- **Selected extract**

○ ○ ○

Goldsmith, chief medical officer at Aptima Inc., a "human-centered engineering" company that aims to improve the way humans and technology interact, once served as the U.S. director of healthcare for Microsoft Corp., where he helped create Microsoft's physician digital dashboard and clinical portals. Goldsmith was educated in South Africa, where he practiced medicine and worked for the National Center for Occupational Healthcare, Division of Epidemiology, in Johannesburg.
On lowering costs without lowering quality: There are some things within the U.S. healthcare system that could be done in a more automated, routine way. An example would be immunization. That kind of service could be removed from the typical physician-patient interaction and could be moved to the retail clinic. That doesn't seem huge, but it's those types of things that will lead to significant savings.
On the role of technology in healthcare: With patient-centric care, patients have to give more consideration to what options are available to them and how to improve their overall health. They need that information to be available to them, so we become a knowledge-driven healthcare system. And at the center of that knowledge is information technology. Access to complete personal health records that have all the patient's information is vital. Right now as patients or consumers we really don't have the information we need to make informed decisions.

○ ○ ○

- **Dataset records**
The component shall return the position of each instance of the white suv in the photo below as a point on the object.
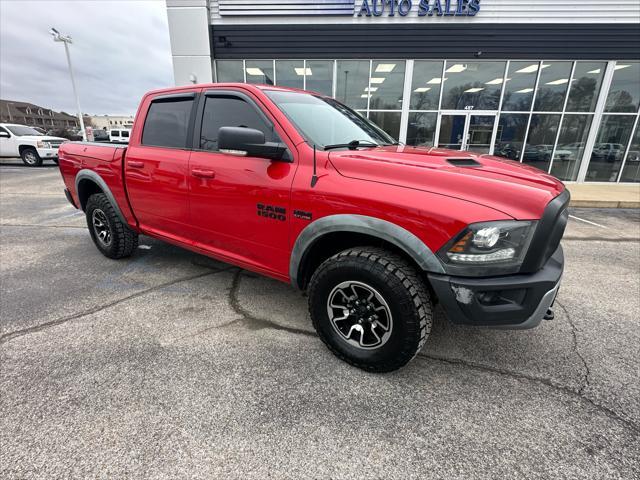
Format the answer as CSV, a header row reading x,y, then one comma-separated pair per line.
x,y
29,144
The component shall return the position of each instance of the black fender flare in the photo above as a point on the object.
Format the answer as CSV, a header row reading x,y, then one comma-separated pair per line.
x,y
375,227
92,176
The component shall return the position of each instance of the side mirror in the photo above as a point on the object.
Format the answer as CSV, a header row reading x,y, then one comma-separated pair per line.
x,y
249,142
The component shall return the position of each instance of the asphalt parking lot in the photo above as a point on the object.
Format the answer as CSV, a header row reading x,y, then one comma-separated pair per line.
x,y
173,365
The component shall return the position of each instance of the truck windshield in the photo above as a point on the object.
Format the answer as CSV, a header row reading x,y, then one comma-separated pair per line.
x,y
325,122
20,130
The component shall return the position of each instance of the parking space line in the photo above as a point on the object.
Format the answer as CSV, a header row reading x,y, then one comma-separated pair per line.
x,y
588,221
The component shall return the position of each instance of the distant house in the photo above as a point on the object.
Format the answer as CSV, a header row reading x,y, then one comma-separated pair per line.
x,y
35,116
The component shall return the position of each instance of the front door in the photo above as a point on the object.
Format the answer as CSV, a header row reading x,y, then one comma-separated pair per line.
x,y
240,204
157,167
467,131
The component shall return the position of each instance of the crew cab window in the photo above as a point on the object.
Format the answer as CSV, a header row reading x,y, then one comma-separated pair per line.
x,y
167,123
230,111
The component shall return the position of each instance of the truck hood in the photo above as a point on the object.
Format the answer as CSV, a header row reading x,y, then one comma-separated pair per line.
x,y
517,190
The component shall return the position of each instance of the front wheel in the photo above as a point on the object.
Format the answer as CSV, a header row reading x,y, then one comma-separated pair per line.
x,y
111,235
30,157
370,307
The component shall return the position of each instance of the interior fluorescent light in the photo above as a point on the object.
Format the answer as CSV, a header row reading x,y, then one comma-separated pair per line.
x,y
457,68
531,68
385,67
254,71
560,81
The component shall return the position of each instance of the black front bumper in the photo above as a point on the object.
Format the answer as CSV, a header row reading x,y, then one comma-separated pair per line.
x,y
510,301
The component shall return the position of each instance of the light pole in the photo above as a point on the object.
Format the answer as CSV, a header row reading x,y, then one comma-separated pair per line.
x,y
66,39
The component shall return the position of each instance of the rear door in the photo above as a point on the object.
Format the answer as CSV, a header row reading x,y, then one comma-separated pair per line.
x,y
157,166
240,204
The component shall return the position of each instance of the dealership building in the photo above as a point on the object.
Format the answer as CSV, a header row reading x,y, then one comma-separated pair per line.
x,y
551,83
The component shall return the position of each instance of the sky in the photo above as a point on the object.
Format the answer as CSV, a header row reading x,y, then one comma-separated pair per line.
x,y
120,51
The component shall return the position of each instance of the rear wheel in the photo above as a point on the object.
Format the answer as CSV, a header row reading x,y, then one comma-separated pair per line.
x,y
30,157
370,307
109,233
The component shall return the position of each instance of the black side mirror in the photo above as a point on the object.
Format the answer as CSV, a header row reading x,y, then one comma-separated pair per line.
x,y
249,142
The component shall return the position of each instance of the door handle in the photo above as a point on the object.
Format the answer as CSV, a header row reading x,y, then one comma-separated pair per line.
x,y
196,172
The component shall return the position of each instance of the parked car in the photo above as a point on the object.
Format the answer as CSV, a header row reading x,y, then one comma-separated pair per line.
x,y
609,152
119,135
298,187
28,143
101,136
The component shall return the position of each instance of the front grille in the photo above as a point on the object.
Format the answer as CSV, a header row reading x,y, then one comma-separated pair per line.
x,y
548,234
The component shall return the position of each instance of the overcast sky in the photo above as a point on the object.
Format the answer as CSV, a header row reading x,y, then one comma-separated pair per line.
x,y
121,49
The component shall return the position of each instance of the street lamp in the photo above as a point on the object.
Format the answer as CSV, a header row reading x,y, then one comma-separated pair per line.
x,y
66,39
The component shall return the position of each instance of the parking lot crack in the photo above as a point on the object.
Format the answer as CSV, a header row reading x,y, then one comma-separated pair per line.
x,y
251,321
629,424
576,349
59,321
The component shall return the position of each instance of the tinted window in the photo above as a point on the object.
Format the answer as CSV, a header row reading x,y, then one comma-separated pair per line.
x,y
230,112
166,124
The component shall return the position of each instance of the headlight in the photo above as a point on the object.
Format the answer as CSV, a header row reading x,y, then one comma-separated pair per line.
x,y
488,248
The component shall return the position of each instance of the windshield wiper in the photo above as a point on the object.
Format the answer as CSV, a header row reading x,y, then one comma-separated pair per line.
x,y
352,145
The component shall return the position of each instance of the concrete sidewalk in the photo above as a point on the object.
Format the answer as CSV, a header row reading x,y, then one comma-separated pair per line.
x,y
590,195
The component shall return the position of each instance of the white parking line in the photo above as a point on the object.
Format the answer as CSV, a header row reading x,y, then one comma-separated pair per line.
x,y
588,221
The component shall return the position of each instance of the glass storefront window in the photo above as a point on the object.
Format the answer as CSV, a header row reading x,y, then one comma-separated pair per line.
x,y
570,148
352,82
552,86
521,82
624,93
608,151
290,73
425,85
474,85
510,136
229,71
421,130
631,170
585,86
540,140
386,85
388,121
259,71
319,76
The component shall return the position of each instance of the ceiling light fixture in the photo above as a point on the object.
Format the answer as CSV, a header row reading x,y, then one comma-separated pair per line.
x,y
385,67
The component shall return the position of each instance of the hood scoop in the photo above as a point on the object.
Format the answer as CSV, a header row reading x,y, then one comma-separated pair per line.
x,y
463,162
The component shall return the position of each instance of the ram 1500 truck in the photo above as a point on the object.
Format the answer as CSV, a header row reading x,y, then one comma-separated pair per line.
x,y
301,188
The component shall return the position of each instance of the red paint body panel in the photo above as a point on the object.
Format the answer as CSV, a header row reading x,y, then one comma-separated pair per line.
x,y
208,201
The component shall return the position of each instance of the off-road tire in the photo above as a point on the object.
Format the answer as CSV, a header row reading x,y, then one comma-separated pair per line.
x,y
398,283
123,240
30,157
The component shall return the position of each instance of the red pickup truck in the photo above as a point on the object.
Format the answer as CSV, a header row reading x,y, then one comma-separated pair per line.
x,y
303,189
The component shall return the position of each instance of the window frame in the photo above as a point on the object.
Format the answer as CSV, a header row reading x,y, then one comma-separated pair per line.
x,y
173,97
220,92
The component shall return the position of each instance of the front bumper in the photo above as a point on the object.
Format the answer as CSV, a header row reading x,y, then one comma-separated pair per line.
x,y
511,301
48,153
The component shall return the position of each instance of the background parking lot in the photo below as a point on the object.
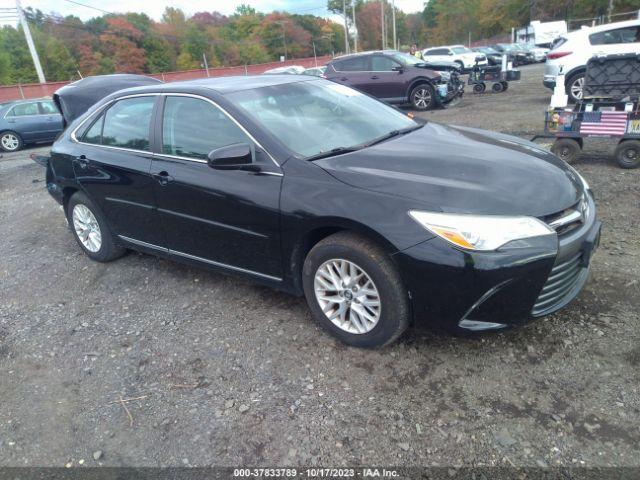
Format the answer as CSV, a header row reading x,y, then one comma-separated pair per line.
x,y
147,362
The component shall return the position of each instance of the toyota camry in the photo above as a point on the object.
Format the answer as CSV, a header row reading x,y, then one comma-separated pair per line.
x,y
319,190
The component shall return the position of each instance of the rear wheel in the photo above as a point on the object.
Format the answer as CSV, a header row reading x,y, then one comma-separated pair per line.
x,y
354,291
628,154
10,141
90,229
422,97
566,149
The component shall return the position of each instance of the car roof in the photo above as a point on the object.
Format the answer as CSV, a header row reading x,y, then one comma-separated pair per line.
x,y
225,85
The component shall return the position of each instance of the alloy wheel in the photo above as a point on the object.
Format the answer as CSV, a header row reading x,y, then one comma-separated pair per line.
x,y
576,88
10,142
347,296
87,228
422,98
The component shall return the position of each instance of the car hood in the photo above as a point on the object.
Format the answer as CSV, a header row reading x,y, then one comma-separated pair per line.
x,y
462,170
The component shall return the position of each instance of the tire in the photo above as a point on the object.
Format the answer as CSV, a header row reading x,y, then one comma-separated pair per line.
x,y
567,149
628,154
573,86
100,247
10,141
357,254
422,97
479,87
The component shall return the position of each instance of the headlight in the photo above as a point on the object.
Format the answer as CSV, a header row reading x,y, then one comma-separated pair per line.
x,y
480,232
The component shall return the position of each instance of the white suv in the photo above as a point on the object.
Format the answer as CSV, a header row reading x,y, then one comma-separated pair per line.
x,y
572,51
455,53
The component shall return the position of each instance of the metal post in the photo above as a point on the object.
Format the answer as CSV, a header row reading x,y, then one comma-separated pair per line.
x,y
384,34
355,27
32,48
346,30
393,16
206,65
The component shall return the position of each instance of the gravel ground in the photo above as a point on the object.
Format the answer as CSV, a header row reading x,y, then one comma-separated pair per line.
x,y
219,371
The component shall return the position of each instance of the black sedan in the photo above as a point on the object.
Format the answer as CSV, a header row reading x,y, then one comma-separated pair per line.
x,y
315,188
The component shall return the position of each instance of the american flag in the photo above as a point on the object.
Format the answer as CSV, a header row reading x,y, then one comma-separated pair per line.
x,y
604,123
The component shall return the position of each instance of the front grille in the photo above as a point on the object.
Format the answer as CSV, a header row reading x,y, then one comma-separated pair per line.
x,y
561,282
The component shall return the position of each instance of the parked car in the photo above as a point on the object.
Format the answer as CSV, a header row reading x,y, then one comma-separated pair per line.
x,y
395,77
28,121
315,188
315,71
456,53
572,51
493,56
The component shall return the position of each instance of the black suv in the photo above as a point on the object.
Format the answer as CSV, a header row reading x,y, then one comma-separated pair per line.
x,y
398,78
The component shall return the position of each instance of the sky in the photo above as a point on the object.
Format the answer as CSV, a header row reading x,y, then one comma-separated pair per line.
x,y
154,8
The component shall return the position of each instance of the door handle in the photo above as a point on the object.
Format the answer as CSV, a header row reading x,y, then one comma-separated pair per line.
x,y
163,178
82,161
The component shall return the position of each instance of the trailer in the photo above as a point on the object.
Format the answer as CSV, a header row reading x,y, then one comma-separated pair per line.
x,y
610,108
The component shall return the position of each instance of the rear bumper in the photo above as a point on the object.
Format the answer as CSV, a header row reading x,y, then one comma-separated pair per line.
x,y
463,291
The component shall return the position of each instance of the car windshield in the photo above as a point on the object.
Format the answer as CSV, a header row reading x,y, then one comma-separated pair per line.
x,y
406,59
315,117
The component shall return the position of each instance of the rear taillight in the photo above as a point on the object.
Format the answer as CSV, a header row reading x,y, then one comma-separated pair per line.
x,y
554,55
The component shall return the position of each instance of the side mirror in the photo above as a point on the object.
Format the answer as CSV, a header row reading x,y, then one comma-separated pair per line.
x,y
232,157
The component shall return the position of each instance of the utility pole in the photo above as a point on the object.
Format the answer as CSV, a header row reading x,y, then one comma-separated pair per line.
x,y
346,29
355,27
32,47
393,16
382,21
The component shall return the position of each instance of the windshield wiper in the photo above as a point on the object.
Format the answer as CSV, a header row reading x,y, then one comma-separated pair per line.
x,y
333,152
391,134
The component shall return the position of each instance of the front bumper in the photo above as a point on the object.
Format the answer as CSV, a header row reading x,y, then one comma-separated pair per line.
x,y
470,291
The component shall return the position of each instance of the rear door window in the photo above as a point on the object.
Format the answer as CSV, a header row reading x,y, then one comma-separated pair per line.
x,y
126,123
192,127
48,108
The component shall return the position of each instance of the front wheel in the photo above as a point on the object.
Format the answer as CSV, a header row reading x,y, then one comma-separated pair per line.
x,y
354,291
422,97
628,154
90,229
10,142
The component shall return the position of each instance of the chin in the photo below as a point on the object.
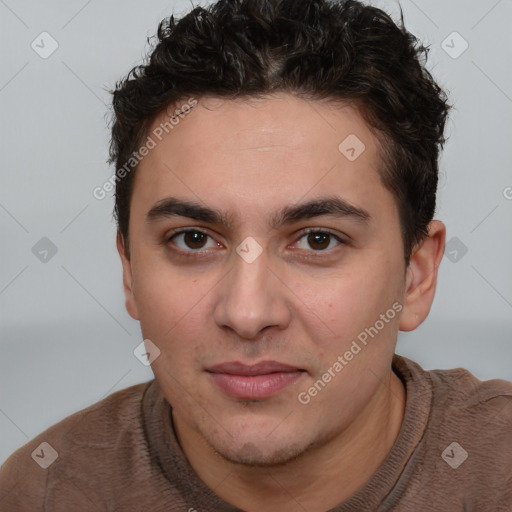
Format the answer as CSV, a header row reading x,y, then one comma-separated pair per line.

○ ○ ○

- **Problems and tasks**
• A. Decide whether each statement agrees with the profile of Goldsmith, answering yes or no and quoting the deciding words: (i) Goldsmith was educated in South Africa. (ii) Goldsmith suggests that immunization be moved to hospitals. (iii) Goldsmith says patients currently have the information they need to make informed decisions.
• B. Write the next paragraph of the profile of Goldsmith, following on from its last sentence.

- **Responses to the tasks**
• A.
(i) Yes: "Goldsmith was educated in South Africa"
(ii) No: "could be moved to the retail clinic"
(iii) No: "Right now as patients or consumers we really don't have the information we need to make informed decisions."

• B.
On reducing medical errors: The vast majority of medical errors can be managed with more standardized mechanisms for checking and validating patients and their conditions. One thing technology can do is reduce even the simplest order entry errors. Very basic forms of technology can make a huge difference, like e-prescribing, barcoding, and other ways of checking that patients are who you think they are or making sure the information you get in the ICU or the OR is correct.
On the shift to a consumer-driven healthcare model: Under our current model, physicians do whatever tests they want, give you a diagnosis, and at the end of that transaction is a prescription. If they want you to have a chest X-ray, then you have a chest X-ray. But if you are paying for that directly, under the consumer-driven model, you'll want to know why you need the X-ray. It's going to change the dynamic completely. The question is: What's the mountain we have to climb to get to this end point? The hurdle from where we are now to a consumer-driven market is huge, and there may even be a period where we have to raise costs and put more money into the system just to create a consumer market.